TASKS AND EXERCISES:
1. List the numbers of all the claims that appear in the patent claims on noise suppression.
2. In the patent claims on noise suppression, write out the stretch from "19. The method" through "the source device." again, substituting "sending device" for "source device".

PASSAGE GIVEN:

= = = =

19. The method of claim 18 , wherein the first level of noise suppression and the second level of noise suppression are different when the music signals are at the same level as the speech signals.
20. The method of claim 18 , wherein the first level of noise suppression of the primary input audio data and the secondary input audio data is applied when the user of the source device is talking at least 3 dB louder than the music playing in the background of the source device, and the second level of noise suppression of the primary input audio data and the secondary input audio data is applied when the music playing in the background of the source device is at least 3 dB louder than the talking of the user of the source device.
21. The method of claim 18 , wherein bandwidth compression of voice in the speech signals and music playing in the background, in the primary input audio data and the secondary input audio data provides at least 30% less distortion of the music playing in the background as compared to bandwidth compression of the voice in the speech signals and music playing in the background, in the primary input audio data and the secondary input audio data of the voice without obtaining the audio context of the primary input audio data and the secondary input audio data prior to application of noise suppression to the primary input and the secondary input audio data.

= = = =

Collected data entries:
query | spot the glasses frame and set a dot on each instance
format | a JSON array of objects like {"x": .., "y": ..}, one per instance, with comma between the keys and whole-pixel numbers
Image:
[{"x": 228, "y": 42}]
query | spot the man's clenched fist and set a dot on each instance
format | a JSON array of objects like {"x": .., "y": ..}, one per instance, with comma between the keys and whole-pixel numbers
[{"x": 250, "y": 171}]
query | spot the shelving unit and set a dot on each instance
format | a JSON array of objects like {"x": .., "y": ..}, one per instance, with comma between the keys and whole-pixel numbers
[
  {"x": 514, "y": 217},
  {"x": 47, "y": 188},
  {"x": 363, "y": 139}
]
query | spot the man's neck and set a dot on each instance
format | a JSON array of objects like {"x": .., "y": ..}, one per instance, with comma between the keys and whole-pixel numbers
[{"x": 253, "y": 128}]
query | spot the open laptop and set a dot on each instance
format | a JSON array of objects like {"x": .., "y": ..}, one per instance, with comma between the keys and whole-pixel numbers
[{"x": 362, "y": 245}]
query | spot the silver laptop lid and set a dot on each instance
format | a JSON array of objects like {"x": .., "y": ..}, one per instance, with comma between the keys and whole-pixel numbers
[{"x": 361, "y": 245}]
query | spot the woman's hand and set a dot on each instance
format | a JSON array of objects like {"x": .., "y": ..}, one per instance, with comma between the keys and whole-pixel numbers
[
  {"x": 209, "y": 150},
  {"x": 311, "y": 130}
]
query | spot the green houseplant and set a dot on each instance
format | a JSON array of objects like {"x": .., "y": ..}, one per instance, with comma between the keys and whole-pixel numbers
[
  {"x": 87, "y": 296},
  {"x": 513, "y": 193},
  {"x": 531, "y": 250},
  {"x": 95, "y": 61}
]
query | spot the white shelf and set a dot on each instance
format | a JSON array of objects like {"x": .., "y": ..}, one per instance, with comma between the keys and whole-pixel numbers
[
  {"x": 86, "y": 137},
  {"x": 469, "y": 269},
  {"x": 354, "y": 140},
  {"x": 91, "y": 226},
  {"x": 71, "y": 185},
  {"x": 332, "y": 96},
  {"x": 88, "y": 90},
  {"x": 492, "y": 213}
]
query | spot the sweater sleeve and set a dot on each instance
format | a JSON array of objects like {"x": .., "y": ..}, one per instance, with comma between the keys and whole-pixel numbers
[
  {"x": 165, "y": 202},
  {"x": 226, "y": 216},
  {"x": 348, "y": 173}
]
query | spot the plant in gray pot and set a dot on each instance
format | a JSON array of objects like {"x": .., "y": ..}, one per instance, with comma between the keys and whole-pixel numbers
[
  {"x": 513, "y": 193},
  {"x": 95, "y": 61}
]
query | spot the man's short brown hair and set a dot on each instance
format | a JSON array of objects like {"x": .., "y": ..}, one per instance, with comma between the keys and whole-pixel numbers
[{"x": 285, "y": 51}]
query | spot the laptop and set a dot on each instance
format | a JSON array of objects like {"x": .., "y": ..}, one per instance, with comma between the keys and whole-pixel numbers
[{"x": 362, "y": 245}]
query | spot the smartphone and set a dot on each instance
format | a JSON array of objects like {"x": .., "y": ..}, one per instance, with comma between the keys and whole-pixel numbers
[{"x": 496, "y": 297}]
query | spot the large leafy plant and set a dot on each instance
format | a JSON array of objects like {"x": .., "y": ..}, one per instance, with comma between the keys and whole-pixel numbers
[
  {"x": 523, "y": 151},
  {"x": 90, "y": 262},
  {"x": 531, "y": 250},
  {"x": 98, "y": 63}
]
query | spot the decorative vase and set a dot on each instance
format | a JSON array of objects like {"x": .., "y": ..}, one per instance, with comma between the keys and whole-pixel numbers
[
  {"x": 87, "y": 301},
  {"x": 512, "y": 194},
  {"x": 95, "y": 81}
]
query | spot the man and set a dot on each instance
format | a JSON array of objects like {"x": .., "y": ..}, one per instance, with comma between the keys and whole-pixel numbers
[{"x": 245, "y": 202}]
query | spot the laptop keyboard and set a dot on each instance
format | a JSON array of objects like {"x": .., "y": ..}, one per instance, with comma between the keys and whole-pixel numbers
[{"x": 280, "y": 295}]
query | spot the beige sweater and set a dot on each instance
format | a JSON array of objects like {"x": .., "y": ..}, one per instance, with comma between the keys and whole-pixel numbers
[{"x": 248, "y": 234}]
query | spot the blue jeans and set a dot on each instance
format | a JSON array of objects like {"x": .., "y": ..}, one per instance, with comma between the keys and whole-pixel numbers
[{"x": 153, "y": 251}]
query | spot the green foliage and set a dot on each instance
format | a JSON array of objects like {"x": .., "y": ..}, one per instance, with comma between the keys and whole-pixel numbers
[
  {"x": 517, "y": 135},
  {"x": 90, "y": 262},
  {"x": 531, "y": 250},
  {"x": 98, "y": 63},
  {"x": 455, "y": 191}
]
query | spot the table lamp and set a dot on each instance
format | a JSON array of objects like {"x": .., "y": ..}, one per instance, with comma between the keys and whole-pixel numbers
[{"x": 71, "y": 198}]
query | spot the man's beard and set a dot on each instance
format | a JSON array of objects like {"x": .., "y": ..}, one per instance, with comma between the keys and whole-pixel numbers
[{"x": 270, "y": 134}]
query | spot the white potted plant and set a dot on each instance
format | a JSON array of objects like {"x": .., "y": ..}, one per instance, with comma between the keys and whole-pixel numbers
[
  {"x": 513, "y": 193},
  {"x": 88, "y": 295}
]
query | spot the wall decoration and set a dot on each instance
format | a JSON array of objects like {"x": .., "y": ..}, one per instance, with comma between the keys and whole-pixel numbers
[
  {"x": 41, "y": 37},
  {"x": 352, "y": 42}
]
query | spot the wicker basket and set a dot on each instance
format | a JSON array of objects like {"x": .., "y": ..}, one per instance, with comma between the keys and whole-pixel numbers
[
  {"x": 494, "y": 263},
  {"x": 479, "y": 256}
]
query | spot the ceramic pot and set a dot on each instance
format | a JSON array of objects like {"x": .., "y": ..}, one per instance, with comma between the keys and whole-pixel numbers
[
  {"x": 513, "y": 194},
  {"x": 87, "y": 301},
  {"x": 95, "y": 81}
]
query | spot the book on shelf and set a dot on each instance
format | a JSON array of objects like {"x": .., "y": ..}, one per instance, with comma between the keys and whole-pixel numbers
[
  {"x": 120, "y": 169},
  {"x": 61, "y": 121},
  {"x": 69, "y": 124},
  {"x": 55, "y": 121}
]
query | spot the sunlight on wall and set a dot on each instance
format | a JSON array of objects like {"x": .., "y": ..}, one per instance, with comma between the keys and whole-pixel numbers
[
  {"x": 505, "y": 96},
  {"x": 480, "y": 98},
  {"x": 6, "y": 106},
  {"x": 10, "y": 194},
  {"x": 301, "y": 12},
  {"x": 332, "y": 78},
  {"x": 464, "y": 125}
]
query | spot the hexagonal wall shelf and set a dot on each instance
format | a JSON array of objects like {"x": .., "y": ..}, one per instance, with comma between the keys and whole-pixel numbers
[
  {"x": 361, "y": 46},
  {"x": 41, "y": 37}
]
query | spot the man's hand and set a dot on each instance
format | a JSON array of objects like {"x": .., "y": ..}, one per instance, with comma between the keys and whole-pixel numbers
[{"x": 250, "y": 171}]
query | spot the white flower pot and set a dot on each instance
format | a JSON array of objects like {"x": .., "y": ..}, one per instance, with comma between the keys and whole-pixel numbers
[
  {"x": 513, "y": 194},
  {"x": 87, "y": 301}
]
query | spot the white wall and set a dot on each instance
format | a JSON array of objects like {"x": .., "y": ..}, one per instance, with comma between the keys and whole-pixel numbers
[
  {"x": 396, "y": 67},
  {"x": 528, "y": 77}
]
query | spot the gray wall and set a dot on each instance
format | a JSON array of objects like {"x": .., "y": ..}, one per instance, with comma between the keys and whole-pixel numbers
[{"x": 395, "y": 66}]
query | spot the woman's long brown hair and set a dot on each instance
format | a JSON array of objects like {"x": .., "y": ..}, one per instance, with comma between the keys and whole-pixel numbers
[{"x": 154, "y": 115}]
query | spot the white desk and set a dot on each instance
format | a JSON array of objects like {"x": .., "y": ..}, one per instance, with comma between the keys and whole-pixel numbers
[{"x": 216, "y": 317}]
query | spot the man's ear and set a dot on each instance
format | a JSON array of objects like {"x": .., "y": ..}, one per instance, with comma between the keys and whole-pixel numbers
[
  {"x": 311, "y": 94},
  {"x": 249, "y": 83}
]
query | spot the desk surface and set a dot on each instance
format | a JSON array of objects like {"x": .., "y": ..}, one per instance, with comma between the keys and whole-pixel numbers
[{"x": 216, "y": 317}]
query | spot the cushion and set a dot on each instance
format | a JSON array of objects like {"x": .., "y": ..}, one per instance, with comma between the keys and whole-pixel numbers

= = = =

RESULTS FOR THE EXERCISE:
1. 19, 20, 21

2.
19. The method of claim 18 , wherein the first level of noise suppression and the second level of noise suppression are different when the music signals are at the same level as the speech signals.
20. The method of claim 18 , wherein the first level of noise suppression of the primary input audio data and the secondary input audio data is applied when the user of the sending device is talking at least 3 dB louder than the music playing in the background of the sending device, and the second level of noise suppression of the primary input audio data and the secondary input audio data is applied when the music playing in the background of the sending device is at least 3 dB louder than the talking of the user of the sending device.